**Request:** Rewrite every line of the items below, starting at the line containing "the bridge balustrade" and ending at the line containing "pixel 441 763", with both of those lines included. Rescale only the x and y coordinates in the answers by multiplying them by 0.3 and rounding to whole numbers, with halves rounded up.

**Extracted data entries:**
•••
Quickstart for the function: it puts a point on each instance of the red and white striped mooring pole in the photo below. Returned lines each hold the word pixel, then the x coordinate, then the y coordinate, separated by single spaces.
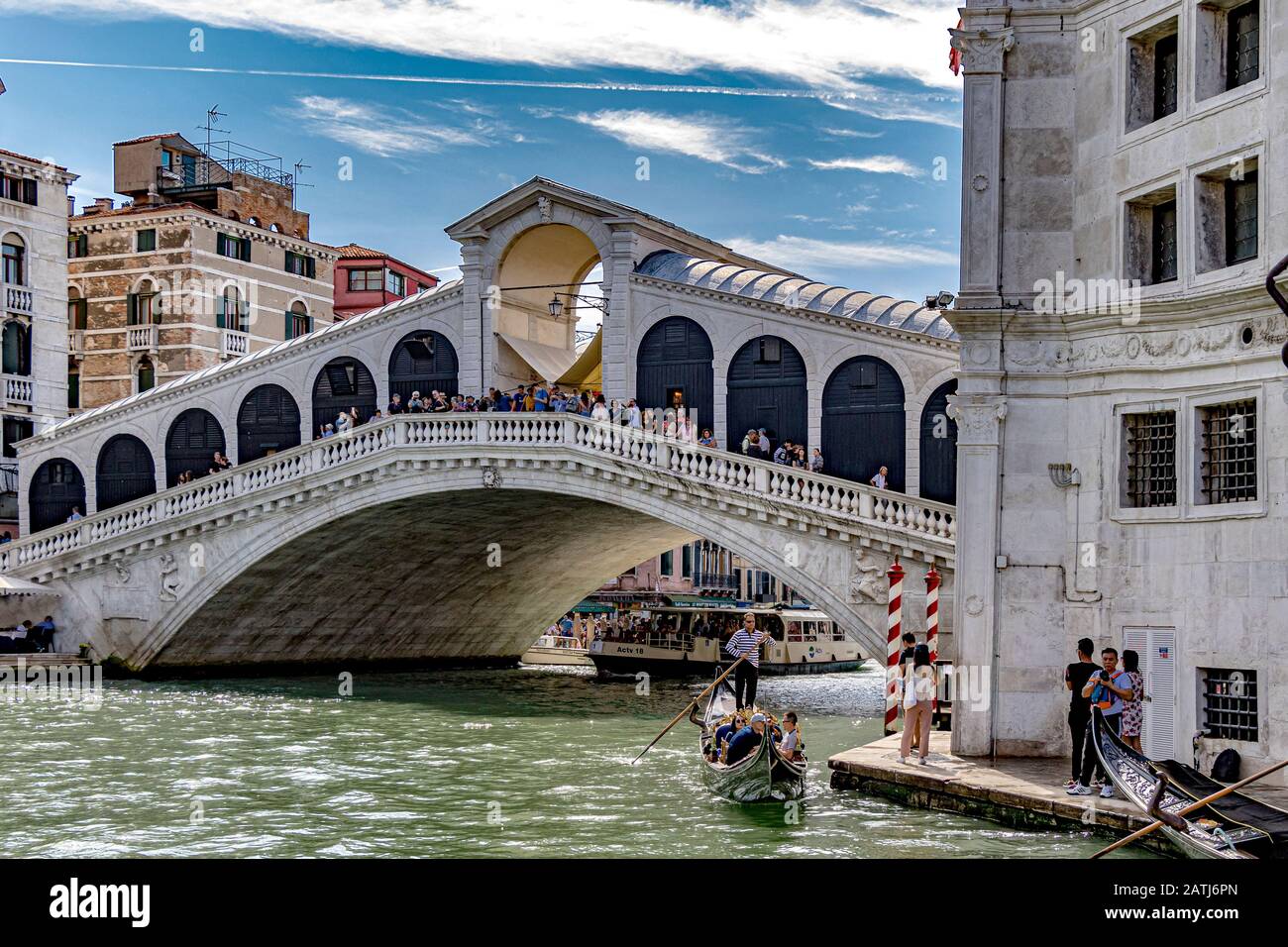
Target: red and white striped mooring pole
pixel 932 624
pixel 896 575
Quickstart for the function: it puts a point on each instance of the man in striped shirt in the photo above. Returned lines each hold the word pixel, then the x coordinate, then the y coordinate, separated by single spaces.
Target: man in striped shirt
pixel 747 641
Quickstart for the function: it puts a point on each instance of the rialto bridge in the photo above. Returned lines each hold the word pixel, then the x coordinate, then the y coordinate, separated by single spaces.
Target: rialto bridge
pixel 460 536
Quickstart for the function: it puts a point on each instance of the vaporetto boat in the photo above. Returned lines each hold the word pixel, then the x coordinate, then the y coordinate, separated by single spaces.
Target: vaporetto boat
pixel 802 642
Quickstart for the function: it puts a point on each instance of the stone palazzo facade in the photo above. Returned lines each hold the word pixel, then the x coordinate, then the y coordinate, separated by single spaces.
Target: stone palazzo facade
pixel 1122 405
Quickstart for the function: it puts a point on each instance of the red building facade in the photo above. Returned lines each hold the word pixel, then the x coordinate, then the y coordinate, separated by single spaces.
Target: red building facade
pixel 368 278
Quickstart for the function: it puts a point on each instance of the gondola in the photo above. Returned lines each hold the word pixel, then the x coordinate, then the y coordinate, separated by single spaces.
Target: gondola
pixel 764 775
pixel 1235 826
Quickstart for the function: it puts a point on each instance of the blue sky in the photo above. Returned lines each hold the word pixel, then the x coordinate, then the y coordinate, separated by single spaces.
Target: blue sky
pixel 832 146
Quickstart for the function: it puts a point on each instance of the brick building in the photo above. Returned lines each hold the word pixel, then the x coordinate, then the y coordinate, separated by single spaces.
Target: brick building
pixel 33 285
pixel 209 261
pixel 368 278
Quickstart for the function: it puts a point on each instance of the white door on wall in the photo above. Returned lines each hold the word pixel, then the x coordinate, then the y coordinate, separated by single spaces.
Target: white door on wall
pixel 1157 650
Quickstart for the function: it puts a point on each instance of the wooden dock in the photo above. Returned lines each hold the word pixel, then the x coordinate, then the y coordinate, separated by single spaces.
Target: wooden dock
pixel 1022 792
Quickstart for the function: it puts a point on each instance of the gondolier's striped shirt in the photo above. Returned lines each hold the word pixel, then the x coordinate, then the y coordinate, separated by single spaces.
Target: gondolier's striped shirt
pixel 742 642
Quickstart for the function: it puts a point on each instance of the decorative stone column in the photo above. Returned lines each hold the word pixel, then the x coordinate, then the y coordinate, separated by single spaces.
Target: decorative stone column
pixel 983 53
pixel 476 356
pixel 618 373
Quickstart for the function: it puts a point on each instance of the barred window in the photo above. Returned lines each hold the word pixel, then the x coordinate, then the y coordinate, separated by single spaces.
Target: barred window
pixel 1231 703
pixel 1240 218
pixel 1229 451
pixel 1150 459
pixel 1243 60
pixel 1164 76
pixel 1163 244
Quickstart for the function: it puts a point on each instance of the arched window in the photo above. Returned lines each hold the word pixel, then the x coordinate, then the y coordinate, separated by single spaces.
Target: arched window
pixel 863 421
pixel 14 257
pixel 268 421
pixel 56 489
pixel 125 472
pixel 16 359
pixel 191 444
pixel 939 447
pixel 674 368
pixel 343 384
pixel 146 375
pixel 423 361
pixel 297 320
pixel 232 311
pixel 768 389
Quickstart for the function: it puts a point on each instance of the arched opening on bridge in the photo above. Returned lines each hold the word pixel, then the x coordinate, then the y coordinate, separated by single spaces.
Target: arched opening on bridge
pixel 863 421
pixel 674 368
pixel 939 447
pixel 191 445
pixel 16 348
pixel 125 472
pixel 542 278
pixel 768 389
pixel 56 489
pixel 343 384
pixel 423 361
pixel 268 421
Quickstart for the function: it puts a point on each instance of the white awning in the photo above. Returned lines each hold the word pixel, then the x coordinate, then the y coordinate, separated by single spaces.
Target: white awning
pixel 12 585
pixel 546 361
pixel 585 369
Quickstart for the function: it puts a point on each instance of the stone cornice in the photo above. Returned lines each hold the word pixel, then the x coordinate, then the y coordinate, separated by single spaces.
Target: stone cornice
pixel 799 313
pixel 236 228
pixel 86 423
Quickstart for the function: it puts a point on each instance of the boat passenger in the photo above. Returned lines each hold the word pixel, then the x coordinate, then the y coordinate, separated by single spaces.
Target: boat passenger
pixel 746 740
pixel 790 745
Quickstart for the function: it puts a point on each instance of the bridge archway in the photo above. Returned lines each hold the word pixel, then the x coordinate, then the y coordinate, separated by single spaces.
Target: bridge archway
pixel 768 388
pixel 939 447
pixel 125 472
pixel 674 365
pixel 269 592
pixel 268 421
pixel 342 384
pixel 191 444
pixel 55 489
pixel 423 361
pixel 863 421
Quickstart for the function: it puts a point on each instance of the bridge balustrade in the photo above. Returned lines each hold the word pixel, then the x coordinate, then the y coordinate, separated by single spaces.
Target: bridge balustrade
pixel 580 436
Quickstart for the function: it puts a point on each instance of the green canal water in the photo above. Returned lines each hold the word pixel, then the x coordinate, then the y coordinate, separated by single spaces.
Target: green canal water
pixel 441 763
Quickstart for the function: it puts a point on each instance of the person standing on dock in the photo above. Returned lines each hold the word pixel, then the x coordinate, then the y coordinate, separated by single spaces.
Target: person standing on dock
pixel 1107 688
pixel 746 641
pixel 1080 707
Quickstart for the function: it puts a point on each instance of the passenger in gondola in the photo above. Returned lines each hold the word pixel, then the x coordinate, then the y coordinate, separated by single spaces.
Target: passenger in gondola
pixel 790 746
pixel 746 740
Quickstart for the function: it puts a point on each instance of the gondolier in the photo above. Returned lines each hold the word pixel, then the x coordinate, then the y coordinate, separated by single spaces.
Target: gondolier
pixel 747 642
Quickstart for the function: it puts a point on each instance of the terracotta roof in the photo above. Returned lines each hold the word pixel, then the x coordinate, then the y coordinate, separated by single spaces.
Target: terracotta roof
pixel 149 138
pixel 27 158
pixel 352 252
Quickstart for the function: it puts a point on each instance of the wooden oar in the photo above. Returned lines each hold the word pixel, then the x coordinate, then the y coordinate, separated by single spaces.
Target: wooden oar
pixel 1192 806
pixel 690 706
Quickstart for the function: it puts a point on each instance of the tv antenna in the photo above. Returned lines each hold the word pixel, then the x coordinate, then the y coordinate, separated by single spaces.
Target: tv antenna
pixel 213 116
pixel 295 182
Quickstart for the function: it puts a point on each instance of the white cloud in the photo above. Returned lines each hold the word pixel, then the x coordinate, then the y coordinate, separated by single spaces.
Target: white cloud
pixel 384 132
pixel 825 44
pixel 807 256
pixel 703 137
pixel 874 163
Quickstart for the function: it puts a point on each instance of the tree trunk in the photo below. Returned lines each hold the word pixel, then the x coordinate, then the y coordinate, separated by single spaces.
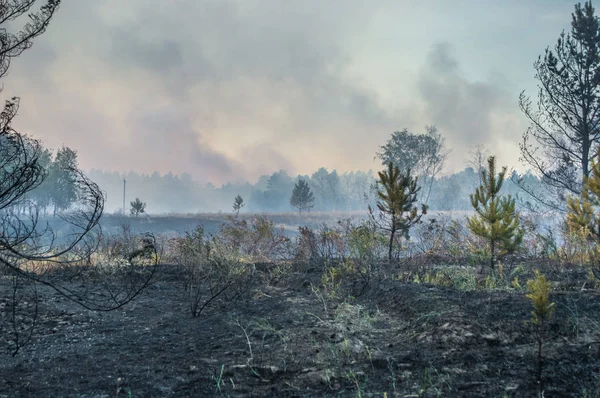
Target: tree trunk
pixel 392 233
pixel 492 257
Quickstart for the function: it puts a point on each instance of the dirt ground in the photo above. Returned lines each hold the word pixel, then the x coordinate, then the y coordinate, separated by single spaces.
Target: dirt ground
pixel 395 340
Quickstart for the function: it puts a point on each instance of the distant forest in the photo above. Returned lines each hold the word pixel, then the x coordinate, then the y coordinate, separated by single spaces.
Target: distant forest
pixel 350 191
•••
**Complete response:**
Quickstart for the function: it puts a point on each instance of the bridge balustrade in the photo above. Returned lines each hold the word pixel, then the x coordinate, then the y coordinate, separated by single spaces.
Target: bridge balustrade
pixel 174 131
Quickstart for the function: it puts a point on each instance of the green canal water in the photo above. Returned lines each hold the word pixel, then the x coordinate, then the y coordinate, separated by single spaces.
Target: green canal water
pixel 132 229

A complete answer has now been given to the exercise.